It draws on the Ministry of Law’s policy statements, the Chambers Litigation Funding 2026 Singapore chapter, leading case law and market commentary to give practitioners an actionable playbook. For broader context on the legislative package, see the Global Law Experts analysis of Singapore civil justice reforms 2026.

Why This Matters Now, The 2026 Reforms in Brief

Singapore’s approach to third‑party funding Singapore has evolved rapidly over the past decade. The common‑law torts of maintenance (supporting another party’s litigation without a legitimate interest) and champerty (funding litigation in exchange for a share of the proceeds) had long constrained the market. A series of consultations and legislative amendments have now dismantled those barriers and replaced them with a regulated, permission‑based regime.

On 21 June 2021, the Ministry of Law announced that the third‑party funding framework would be expanded to permit funding for more categories of legal proceedings in Singapore, building on the initial 2017 framework that had been limited to international arbitration and related court proceedings. That announcement signalled the government’s clear policy intent to broaden access to justice and position Singapore as a global disputes hub. The 2026 statutory reforms completed this trajectory by formally abolishing the torts of maintenance and champerty and enacting a framework of “prescribed disputes” eligible for third‑party funding, a move that brings Singapore into line with comparable common‑law jurisdictions such as England and Wales and Hong Kong.

Date Event Practical Consequence
21 June 2021 Ministry of Law press release signalling expansion of the third‑party funding framework Government policy intent established, funders and law firms begin preparing compliance structures
3 March 2026 Chambers Litigation Funding 2026 Singapore chapter published Authoritative market and practice commentary confirms jurisdictional readiness; signals to international funders
2026 (Act date) Abolition of maintenance and champerty and statutory “prescribed disputes” framework enacted Express legal permission for funding in prescribed categories; court practice directions and funding documents require updating

Industry observers expect these reforms to materially increase the volume and sophistication of funded disputes in Singapore, particularly before the Singapore International Commercial Court (SICC) and in cross‑border insolvency and crypto‑asset recovery proceedings.

* **Records shown**:
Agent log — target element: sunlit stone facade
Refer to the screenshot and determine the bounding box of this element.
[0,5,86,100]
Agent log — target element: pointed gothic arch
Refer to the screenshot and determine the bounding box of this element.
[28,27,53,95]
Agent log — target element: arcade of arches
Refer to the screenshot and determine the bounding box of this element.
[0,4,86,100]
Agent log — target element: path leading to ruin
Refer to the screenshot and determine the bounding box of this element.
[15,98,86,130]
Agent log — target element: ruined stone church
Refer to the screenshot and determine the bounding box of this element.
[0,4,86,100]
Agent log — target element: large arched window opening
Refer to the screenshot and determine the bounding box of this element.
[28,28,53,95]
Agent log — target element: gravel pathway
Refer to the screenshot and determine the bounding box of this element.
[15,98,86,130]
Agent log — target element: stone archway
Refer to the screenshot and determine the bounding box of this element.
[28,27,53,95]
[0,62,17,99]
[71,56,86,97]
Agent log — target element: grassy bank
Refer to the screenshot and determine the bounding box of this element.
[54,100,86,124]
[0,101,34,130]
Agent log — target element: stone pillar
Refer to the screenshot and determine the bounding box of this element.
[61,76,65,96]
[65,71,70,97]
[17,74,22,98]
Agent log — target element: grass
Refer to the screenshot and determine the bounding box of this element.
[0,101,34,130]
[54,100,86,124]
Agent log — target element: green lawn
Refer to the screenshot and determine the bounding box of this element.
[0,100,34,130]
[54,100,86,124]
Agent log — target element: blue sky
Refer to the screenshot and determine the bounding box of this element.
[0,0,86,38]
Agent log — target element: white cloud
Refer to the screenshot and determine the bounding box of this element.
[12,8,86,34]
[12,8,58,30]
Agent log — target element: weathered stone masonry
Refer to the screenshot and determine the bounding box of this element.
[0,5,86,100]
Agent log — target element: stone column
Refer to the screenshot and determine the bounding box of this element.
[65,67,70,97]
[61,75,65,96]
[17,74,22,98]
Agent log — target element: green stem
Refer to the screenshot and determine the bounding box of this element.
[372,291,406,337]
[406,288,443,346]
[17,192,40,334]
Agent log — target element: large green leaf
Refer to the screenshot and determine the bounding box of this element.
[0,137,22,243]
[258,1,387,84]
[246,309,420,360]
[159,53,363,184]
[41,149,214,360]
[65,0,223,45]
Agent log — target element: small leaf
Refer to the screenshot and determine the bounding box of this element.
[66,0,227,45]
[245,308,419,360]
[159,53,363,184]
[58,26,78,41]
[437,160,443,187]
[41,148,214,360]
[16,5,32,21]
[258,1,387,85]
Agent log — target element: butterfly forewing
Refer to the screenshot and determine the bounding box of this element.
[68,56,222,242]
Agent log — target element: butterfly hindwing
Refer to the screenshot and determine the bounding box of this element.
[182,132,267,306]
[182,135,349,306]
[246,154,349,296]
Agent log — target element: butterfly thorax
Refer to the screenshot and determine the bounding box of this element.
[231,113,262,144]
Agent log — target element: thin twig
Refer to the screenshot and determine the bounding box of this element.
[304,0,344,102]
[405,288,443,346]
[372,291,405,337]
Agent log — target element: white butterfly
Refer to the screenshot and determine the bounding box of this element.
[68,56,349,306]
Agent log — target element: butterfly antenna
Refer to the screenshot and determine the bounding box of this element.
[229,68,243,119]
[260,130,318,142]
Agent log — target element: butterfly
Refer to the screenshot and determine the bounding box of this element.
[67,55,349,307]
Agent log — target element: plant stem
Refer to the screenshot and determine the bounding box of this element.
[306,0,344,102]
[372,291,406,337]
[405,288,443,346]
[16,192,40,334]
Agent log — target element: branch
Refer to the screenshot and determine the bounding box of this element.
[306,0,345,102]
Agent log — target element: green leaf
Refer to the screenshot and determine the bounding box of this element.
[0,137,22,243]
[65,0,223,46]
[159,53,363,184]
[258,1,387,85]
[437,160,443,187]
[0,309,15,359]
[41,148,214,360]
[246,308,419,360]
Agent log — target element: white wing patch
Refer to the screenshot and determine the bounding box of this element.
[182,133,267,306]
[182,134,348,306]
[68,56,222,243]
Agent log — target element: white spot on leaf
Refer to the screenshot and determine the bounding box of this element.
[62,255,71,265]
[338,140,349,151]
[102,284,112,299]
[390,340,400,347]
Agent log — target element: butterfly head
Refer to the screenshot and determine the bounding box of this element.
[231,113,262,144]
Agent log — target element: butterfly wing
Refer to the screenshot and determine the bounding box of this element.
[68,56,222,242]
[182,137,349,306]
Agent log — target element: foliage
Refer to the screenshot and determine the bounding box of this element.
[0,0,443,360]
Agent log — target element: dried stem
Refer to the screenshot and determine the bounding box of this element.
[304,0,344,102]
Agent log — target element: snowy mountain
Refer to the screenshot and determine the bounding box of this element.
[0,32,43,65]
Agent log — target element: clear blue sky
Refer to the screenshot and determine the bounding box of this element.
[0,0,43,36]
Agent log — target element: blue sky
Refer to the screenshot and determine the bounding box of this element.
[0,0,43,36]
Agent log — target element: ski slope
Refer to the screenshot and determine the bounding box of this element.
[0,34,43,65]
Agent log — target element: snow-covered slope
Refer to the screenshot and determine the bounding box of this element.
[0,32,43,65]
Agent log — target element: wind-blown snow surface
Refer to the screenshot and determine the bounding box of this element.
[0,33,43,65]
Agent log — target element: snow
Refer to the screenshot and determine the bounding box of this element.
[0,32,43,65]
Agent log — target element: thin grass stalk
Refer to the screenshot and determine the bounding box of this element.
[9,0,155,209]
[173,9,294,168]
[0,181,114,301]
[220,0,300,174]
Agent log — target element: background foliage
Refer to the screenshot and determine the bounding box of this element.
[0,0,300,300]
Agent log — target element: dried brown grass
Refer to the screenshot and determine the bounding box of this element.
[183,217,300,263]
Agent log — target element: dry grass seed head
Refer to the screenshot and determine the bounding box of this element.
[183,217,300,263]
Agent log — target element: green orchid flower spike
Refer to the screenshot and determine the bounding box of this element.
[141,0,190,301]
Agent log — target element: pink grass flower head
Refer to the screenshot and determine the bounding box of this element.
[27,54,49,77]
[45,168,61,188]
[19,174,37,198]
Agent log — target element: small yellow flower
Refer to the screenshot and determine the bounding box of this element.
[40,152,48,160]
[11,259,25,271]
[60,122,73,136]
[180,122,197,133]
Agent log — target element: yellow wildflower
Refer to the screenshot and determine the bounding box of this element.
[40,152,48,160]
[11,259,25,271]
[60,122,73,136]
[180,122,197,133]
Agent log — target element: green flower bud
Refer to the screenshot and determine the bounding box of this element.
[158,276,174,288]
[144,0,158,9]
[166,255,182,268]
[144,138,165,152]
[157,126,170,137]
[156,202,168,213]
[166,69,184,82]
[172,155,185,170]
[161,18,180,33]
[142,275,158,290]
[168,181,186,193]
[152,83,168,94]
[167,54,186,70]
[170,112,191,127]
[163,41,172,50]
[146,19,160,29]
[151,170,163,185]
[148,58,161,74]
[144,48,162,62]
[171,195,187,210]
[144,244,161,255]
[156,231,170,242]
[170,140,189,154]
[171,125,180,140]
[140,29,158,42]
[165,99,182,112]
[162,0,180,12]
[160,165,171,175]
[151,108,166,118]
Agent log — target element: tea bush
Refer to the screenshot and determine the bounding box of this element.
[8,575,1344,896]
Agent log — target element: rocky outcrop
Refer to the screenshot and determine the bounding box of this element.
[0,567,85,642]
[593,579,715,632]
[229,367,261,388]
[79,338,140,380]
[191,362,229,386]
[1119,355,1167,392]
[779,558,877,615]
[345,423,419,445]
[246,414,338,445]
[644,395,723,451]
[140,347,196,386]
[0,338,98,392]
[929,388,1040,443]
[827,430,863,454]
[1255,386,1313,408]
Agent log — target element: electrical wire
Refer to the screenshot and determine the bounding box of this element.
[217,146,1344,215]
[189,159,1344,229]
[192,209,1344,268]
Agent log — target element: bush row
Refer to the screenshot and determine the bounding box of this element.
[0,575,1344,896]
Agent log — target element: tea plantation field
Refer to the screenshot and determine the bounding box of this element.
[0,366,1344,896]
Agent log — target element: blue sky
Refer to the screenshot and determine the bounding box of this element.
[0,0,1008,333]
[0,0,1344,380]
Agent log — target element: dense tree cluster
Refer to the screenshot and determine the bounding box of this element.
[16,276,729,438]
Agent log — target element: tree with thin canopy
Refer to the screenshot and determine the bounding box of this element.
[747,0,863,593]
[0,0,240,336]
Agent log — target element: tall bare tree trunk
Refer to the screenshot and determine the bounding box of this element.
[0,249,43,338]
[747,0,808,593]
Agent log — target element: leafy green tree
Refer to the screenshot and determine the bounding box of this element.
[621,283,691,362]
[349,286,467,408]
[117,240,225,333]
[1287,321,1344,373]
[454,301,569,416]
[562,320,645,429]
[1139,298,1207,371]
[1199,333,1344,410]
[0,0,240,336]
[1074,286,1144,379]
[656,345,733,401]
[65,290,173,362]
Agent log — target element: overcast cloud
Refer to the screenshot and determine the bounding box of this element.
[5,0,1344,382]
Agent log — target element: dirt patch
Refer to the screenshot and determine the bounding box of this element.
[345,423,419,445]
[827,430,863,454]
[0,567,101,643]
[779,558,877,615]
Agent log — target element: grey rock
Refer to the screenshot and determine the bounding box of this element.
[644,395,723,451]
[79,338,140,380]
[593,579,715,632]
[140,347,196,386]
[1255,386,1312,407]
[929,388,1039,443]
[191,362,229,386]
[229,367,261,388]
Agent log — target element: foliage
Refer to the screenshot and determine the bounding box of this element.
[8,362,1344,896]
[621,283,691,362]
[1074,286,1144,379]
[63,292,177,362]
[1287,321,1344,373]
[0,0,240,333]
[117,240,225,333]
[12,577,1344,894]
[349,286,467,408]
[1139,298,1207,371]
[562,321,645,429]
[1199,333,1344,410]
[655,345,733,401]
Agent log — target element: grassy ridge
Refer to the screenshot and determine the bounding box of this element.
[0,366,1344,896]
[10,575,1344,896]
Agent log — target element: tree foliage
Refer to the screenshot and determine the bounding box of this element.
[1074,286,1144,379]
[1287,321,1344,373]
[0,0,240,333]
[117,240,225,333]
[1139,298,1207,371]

* **What you are asked to do**:
Reproduce the passage on Singapore's third-party funding reforms in full, word for word, with every line in its original order.

* **Expected answer**:
It draws on the Ministry of Law’s policy statements, the Chambers Litigation Funding 2026 Singapore chapter, leading case law and market commentary to give practitioners an actionable playbook. For broader context on the legislative package, see the Global Law Experts analysis of Singapore civil justice reforms 2026.

Why This Matters Now, The 2026 Reforms in Brief

Singapore’s approach to third‑party funding Singapore has evolved rapidly over the past decade. The common‑law torts of maintenance (supporting another party’s litigation without a legitimate interest) and champerty (funding litigation in exchange for a share of the proceeds) had long constrained the market. A series of consultations and legislative amendments have now dismantled those barriers and replaced them with a regulated, permission‑based regime.

On 21 June 2021, the Ministry of Law announced that the third‑party funding framework would be expanded to permit funding for more categories of legal proceedings in Singapore, building on the initial 2017 framework that had been limited to international arbitration and related court proceedings. That announcement signalled the government’s clear policy intent to broaden access to justice and position Singapore as a global disputes hub. The 2026 statutory reforms completed this trajectory by formally abolishing the torts of maintenance and champerty and enacting a framework of “prescribed disputes” eligible for third‑party funding, a move that brings Singapore into line with comparable common‑law jurisdictions such as England and Wales and Hong Kong.

Date Event Practical Consequence
21 June 2021 Ministry of Law press release signalling expansion of the third‑party funding framework Government policy intent established, funders and law firms begin preparing compliance structures
3 March 2026 Chambers Litigation Funding 2026 Singapore chapter published Authoritative market and practice commentary confirms jurisdictional readiness; signals to international funders
2026 (Act date) Abolition of maintenance and champerty and statutory “prescribed disputes” framework enacted Express legal permission for funding in prescribed categories; court practice directions and funding documents require updating

Industry observers expect these reforms to materially increase the volume and sophistication of funded disputes in Singapore, particularly before the Singapore International Commercial Court (SICC) and in cross‑border insolvency and crypto‑asset recovery proceedings.